▶ PROBLEM TO WORK ON
Show all lines of the entries in which the word "cliff" is found.

DATA RECORDS Block Start

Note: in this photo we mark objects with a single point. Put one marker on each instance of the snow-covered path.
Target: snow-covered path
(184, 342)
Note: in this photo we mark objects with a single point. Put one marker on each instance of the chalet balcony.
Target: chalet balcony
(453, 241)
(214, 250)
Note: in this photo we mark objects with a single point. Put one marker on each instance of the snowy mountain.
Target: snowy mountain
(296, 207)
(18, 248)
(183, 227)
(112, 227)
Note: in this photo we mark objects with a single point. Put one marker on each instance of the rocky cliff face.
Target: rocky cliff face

DATA RECORDS Block End

▶ YOUR RESPONSE
Note: in this photo we mark objects with a single point. Put one marker on each instance of the rocky cliff face.
Target: rocky cliff face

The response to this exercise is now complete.